━━━━━ RAW DATA
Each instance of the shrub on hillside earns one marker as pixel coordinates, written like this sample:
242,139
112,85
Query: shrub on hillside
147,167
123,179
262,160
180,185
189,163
━━━━━━━━━━
** GIVEN TASK **
Reproduce every one of the rows above verbatim, keeping each line intact and in its original order.

** RESPONSE TO THE EXERCISE **
Each instance of the shrub on hillside earns one marker as pixel coordinates, written like this sample:
242,139
112,85
Query: shrub on hillside
147,167
123,179
262,160
180,185
189,163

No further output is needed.